YOUR OBJECTIVE: Reproduce the records below line for line, without changing anything, and omit the pictures.

+ + +

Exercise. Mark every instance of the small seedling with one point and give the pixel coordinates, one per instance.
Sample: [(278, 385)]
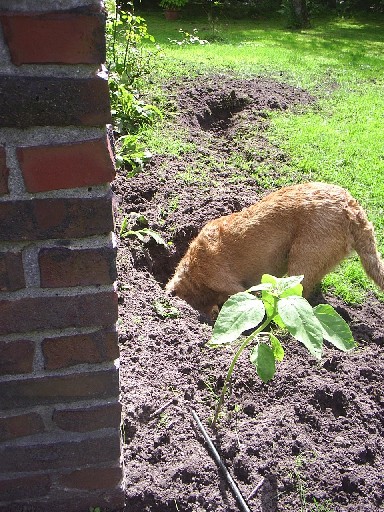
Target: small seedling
[(276, 302), (164, 420)]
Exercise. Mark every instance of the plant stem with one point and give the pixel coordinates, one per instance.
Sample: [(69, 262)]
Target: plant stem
[(245, 343)]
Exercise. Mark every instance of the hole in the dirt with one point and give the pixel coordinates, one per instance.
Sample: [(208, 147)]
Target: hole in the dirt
[(220, 111), (148, 502)]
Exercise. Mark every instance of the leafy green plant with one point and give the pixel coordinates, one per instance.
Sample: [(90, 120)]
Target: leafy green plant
[(129, 61), (131, 154), (173, 4), (137, 226), (276, 302)]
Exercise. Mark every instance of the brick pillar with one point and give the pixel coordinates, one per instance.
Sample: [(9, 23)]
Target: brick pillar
[(59, 386)]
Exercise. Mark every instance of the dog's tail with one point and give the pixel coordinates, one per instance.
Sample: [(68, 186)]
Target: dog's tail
[(364, 243)]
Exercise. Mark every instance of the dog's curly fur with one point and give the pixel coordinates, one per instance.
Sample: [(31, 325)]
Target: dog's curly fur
[(302, 229)]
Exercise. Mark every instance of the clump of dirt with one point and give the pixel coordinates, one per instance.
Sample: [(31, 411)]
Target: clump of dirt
[(311, 438)]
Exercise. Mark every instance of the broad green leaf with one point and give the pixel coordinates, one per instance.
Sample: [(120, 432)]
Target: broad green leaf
[(335, 328), (263, 359), (157, 238), (278, 321), (240, 312), (301, 322), (277, 348), (269, 303)]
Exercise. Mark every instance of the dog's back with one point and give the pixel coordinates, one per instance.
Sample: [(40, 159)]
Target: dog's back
[(303, 229)]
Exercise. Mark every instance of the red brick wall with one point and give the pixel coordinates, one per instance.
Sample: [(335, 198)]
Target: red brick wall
[(59, 384)]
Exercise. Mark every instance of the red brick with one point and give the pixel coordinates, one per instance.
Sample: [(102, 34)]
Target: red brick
[(27, 487), (59, 38), (11, 271), (64, 166), (4, 172), (16, 357), (92, 479), (40, 219), (90, 418), (53, 101), (61, 389), (61, 266), (57, 312), (20, 426), (59, 454), (65, 351)]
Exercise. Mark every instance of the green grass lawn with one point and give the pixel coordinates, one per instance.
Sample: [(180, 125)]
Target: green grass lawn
[(339, 139)]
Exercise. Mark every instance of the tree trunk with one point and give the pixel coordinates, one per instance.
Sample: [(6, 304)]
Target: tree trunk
[(301, 13)]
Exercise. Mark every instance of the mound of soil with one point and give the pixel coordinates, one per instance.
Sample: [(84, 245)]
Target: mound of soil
[(312, 439)]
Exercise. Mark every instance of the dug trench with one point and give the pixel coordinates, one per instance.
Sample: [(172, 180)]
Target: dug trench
[(313, 437)]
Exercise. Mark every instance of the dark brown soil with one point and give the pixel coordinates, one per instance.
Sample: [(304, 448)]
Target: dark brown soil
[(313, 437)]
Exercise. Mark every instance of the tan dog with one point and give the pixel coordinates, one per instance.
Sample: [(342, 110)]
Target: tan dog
[(303, 229)]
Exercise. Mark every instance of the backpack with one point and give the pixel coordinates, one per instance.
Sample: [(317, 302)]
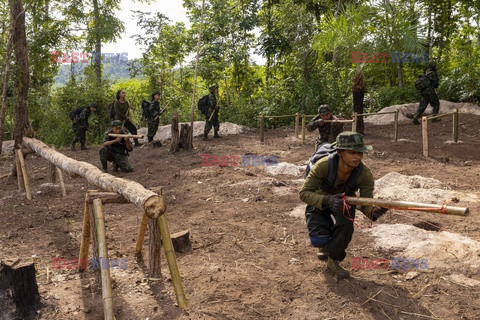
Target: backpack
[(422, 82), (203, 105), (145, 109), (75, 113), (111, 108), (325, 150)]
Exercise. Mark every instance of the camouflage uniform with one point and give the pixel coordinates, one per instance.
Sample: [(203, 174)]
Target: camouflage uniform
[(116, 153), (80, 127), (429, 95), (328, 131), (212, 103), (153, 119)]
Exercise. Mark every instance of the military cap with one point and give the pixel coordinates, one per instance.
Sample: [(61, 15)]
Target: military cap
[(350, 140), (324, 109), (117, 123)]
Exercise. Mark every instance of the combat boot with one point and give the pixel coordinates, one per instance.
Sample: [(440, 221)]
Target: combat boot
[(415, 119), (322, 253), (334, 266)]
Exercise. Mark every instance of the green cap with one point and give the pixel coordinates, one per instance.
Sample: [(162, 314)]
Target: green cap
[(117, 123), (324, 109), (350, 140)]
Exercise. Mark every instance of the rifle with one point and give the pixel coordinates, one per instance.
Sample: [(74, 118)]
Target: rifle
[(218, 102)]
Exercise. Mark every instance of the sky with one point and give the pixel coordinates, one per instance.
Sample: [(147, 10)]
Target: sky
[(173, 9)]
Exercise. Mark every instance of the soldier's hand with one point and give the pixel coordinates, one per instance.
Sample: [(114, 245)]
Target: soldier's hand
[(334, 202), (376, 213)]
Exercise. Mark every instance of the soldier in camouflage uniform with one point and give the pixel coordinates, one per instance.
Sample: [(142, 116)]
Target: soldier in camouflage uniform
[(332, 237), (80, 126), (116, 149), (153, 118), (212, 107), (429, 95), (328, 131)]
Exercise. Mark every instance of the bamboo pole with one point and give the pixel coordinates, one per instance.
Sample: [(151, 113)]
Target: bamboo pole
[(172, 262), (395, 126), (103, 254), (413, 206), (141, 236), (262, 127), (24, 173), (126, 136), (354, 123), (304, 122), (85, 242), (425, 135), (455, 126), (296, 124)]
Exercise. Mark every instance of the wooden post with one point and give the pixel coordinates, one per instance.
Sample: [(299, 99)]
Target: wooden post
[(304, 123), (85, 244), (103, 256), (354, 123), (395, 126), (455, 126), (24, 173), (262, 127), (172, 262), (141, 236), (425, 135), (296, 124)]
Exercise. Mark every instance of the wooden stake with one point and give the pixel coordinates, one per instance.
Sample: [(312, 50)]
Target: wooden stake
[(141, 236), (297, 118), (85, 244), (304, 123), (24, 173), (172, 262), (262, 127), (395, 126), (455, 126), (103, 256), (425, 135)]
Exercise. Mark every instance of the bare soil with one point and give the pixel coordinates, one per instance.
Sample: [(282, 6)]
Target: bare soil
[(250, 259)]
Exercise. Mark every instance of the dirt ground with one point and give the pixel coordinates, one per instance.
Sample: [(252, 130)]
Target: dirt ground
[(251, 259)]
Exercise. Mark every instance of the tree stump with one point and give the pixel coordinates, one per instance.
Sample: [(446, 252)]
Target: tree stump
[(184, 137), (175, 136), (181, 241), (18, 288)]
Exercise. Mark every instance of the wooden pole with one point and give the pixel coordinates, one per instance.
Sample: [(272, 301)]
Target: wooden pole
[(413, 206), (425, 135), (141, 236), (103, 256), (24, 173), (395, 126), (297, 118), (304, 123), (455, 126), (354, 123), (262, 127), (85, 244), (172, 262)]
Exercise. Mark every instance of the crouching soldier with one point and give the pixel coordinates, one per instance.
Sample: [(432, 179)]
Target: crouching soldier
[(116, 149), (340, 173)]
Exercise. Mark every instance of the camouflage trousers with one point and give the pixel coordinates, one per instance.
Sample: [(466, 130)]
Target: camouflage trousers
[(118, 159), (426, 98), (152, 128), (213, 123)]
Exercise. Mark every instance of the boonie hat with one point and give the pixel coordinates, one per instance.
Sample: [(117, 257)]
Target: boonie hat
[(351, 140)]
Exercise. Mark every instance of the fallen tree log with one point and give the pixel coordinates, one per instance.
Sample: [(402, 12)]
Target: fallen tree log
[(153, 204)]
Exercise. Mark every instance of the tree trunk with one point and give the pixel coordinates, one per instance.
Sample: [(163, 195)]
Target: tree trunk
[(22, 79), (175, 136), (153, 204)]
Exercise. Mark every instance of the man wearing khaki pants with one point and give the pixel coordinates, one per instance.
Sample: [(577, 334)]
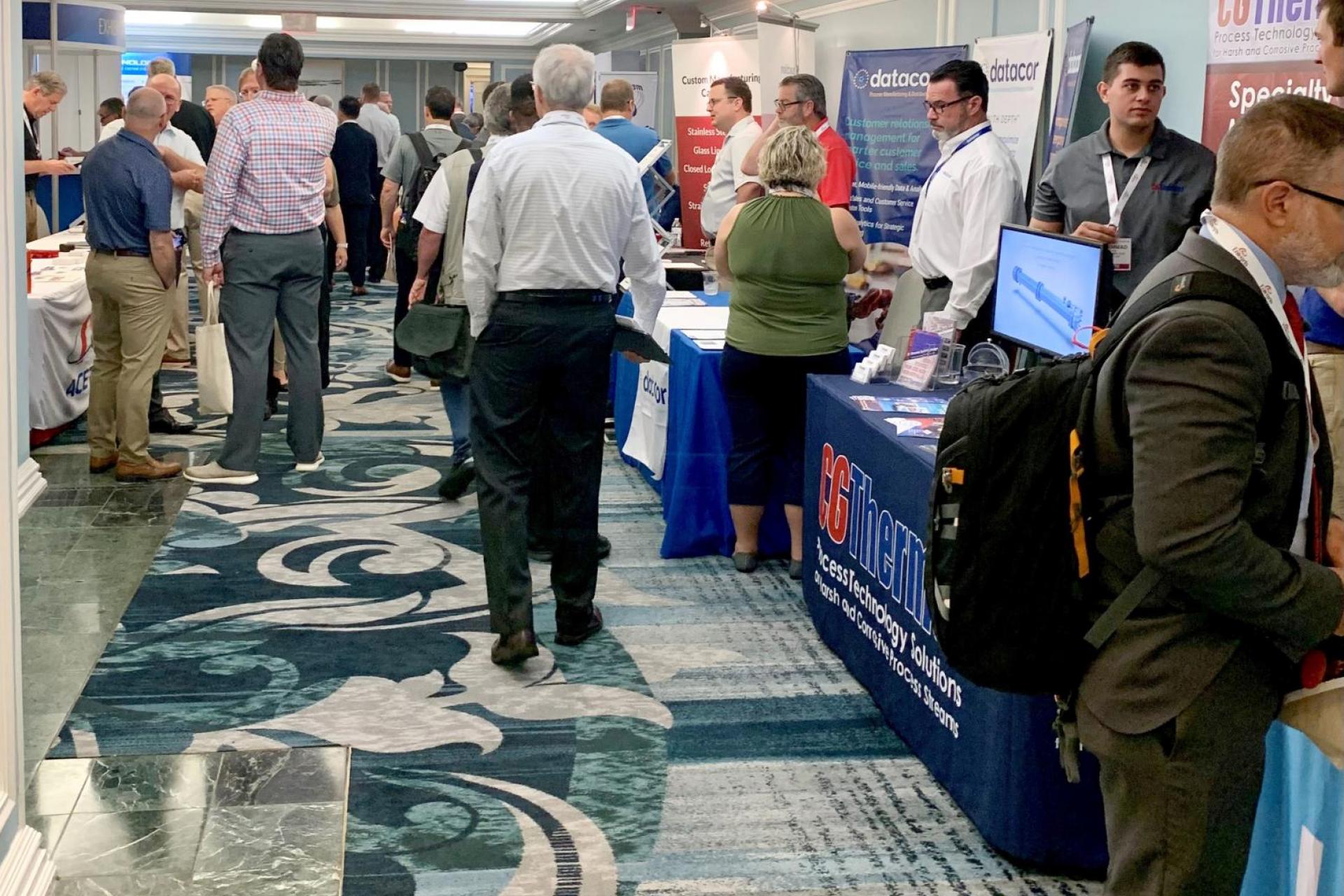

+ + +

EXERCISE SOLUTION:
Exercise. Mark every instance of the small seedling with one point and give the pixel coordinates, one per instance.
Sample: [(278, 385)]
Target: small seedling
[(276, 302), (164, 420)]
Exercise. Mark every instance of the plant stem with one point and give the pixel coordinates, one per instance.
Sample: [(69, 262)]
Target: plant stem
[(245, 343)]
Exercise. Mark every instance of the hole in the dirt with one point and give the pixel coordinates, one per instance.
Sample: [(208, 147)]
Target: hole in the dirt
[(220, 111), (148, 502)]
Exercise. Mark every instance of the leafy green plant with one point and give the pixel coordinates, one per instance.
Sample: [(90, 120)]
Target: leafy green plant
[(129, 61), (131, 154), (173, 4), (137, 226), (276, 302)]
Exercise. Mark every instance of the brick pillar with one point and give the pixel coordinates, one per instance.
Sample: [(9, 23)]
Target: brick pillar
[(59, 386)]
Exercise. Mark every instance of the dog's tail with one point and give the pixel coordinates, one per instance.
Sample: [(68, 186)]
Target: dog's tail
[(364, 243)]
Exercise. Mark every instance of the dog's curly fur with one point and give the pixel coordinates, one per instance.
Sample: [(31, 325)]
Target: dog's curly fur
[(302, 229)]
Exercise. Mark every instance of the clump of dirt with one point and give the pixel coordinates, one per instance.
Sample: [(31, 411)]
Target: clump of dirt
[(311, 438)]
Exercise. Mark every instance of the broad green leaf with one point and give the pixel coordinates, one per instance.
Sample: [(120, 432)]
Target: broad green leaf
[(335, 328), (263, 359), (157, 238), (278, 321), (240, 312), (301, 322), (277, 348), (269, 303)]
Exercise. Mark every instance of the dog's back with one point and give the pixel coordinates, one per instance.
Sample: [(40, 159)]
Target: dog's back
[(303, 229)]
Exercise. Mark every instance of the red brick wall with one point and give the pixel coordinates, one per instance.
Sample: [(335, 198)]
Target: red brick wall
[(59, 384)]
Exercise. Mark every instance of the red brick with one point and give the pixel coordinates, one per instance.
Sample: [(102, 34)]
Target: red brick
[(27, 487), (59, 38), (11, 271), (64, 166), (4, 172), (16, 357), (92, 479), (40, 219), (90, 418), (53, 101), (61, 389), (61, 266), (57, 312), (20, 426), (59, 454), (65, 351)]
Exercise. Mark every instance of the green grass lawn with one point and give the pixel coordinates, one per instance.
Sample: [(180, 125)]
Target: green grass lawn
[(339, 139)]
Exercise. Mark every instance of the tree trunk with one point and give the pixel coordinates, one per instance.
Sample: [(6, 304)]
Target: tree trunk
[(301, 13)]
Exercise. Mark every instance of the mound of soil with one point and give the pixel coordinates, one per instance.
Sample: [(84, 245)]
Target: mound of soil
[(312, 439)]
Exercise. Mark every instance of the dug trench with one point and give the pixel coordinates, one per instance.
Sample: [(172, 180)]
Target: dug trench
[(313, 437)]
Exercise. Mark every instance of the dark brown soil with one point and give the pixel coordinates, one per instance.
Sample: [(304, 448)]
Target: dark brown soil
[(313, 437)]
Exercise. Mark every instance of the tan dog with one point and give the pixel coordinates, one per instance.
Sample: [(342, 110)]
Target: tan dog
[(303, 229)]
Exercise. Mark every instance of the backpack with one point and give the pixel coordinates, one per instance.
Sample: [(317, 302)]
Target: backpack
[(422, 82), (203, 105), (145, 109), (75, 113), (111, 108), (325, 150)]
Exercise. Mark every instance of the camouflage uniform with one point and give the pixel coordinates, one per instance.
Sample: [(203, 174)]
Target: camouflage uniform
[(116, 153), (80, 127), (429, 95), (328, 131), (212, 103), (153, 119)]
Exercise. Mark every instance of the military cap with one point and give the pixel coordinates, one per instance.
Sample: [(61, 15)]
Target: military cap
[(350, 140), (324, 109), (117, 123)]
Exercise. Mark every instance of the combat boot with one point and give the pixel coordinates, one per instance.
Sample: [(440, 221)]
Target: combat boot
[(415, 119), (322, 253), (334, 266)]
Exercise. Mark every instance of the green cap with one point and give the pixel coordinates, one per instance.
Sample: [(162, 314)]
Target: green cap
[(117, 123), (324, 109), (350, 140)]
Exercise. Mark every instance of the rifle with one point and give the pixel coordinates, one per instance.
Sample: [(74, 118)]
Target: rifle
[(218, 102)]
Exercise. Mark every instance of the sky with one point and give the pixel coordinates, one per instance.
Sample: [(147, 10)]
Target: sky
[(173, 9)]
Exercise. Mark every instance of the soldier's hand with one point and give the pixel coordinates, one per instance.
Sample: [(114, 245)]
Target: soldier's hand
[(334, 202), (376, 213)]
Exercise. Mark every instance of the soldier in camouflage uniform with one point and give the pixel coordinates, one per instance.
Sample: [(142, 116)]
Target: soldier in camouflage uniform
[(332, 237), (80, 126), (116, 149), (153, 118), (212, 107), (429, 95), (328, 131)]
Exercise. Mark every instance of the bamboo pole with one point and give the pixel coordinates, one per instance.
Sample: [(151, 113)]
Target: bamboo pole
[(172, 262), (395, 126), (103, 254), (413, 206), (141, 236), (262, 127), (24, 173), (126, 136), (354, 123), (304, 122), (85, 242), (425, 135), (455, 126), (296, 124)]
Exercise. Mark every instance of the wooden post with one point and give the pixel coordinates, one per instance.
Sample: [(299, 99)]
Target: wooden post
[(304, 123), (85, 244), (103, 256), (354, 123), (395, 126), (455, 126), (24, 173), (262, 127), (172, 262), (141, 236), (425, 135), (296, 124)]
Exercise. Mark every instance of the wooden stake with one point and give the pixel coordinates, one per instance.
Sample: [(312, 50)]
Target: wooden stake
[(141, 236), (297, 118), (85, 244), (304, 123), (24, 173), (172, 262), (262, 127), (395, 126), (455, 126), (103, 256), (425, 135)]
Exercise. Mark every instance of the bare soil with one point and give the pixel coordinates, one per instance.
Sample: [(282, 6)]
Target: bare soil
[(250, 259)]
Exercise. Mark every instance of the dirt ground with one point and give the pixel coordinates, one per instance.
Sample: [(252, 130)]
Target: dirt ground
[(251, 259)]
Exercise. Mark every instance of the tree stump with one point and give the pixel coordinates, one per instance.
Sample: [(446, 252)]
Target: tree stump
[(184, 137), (175, 136), (181, 241), (18, 288)]
Exercise. Mark every instance of the wooden pole with one point and give the pixel coordinates, one per instance.
Sample: [(272, 301)]
Target: wooden pole
[(413, 206), (425, 135), (141, 236), (103, 256), (24, 173), (395, 126), (297, 118), (304, 123), (455, 126), (354, 123), (262, 127), (85, 244), (172, 262)]
Exercise. Mark every instance of the crouching soldier with one point and give the pixel coordinates, one per instance.
Sample: [(432, 179)]
Target: crouching soldier
[(116, 149), (340, 173)]
Exercise. Mark every instance of the camouflage trousers with one point and give the pixel coordinates, one per instance.
Sample: [(466, 130)]
Target: camouflage trousers
[(118, 159), (426, 98), (152, 128), (213, 123)]
Exercise. Mark every instance of the boonie hat with one point and give the pixel coordinates, one per instance.
Sample: [(117, 257)]
Target: boonie hat
[(351, 140)]
Exercise. Mark every instance of the fallen tree log with one point and give the pixel coordinates, one per instance.
Sample: [(402, 12)]
Target: fallen tree log
[(153, 204)]
Exercise. Mark every instance of the tree trunk with one point and give the pixel coordinates, one per instance.
Sample: [(163, 195)]
Target: tree trunk
[(22, 79), (175, 136), (153, 204)]
Exercise. Mark every instance of the man wearing khaki pants with one point and give the pixel coordinates, one per instance.
Sample: [(577, 334)]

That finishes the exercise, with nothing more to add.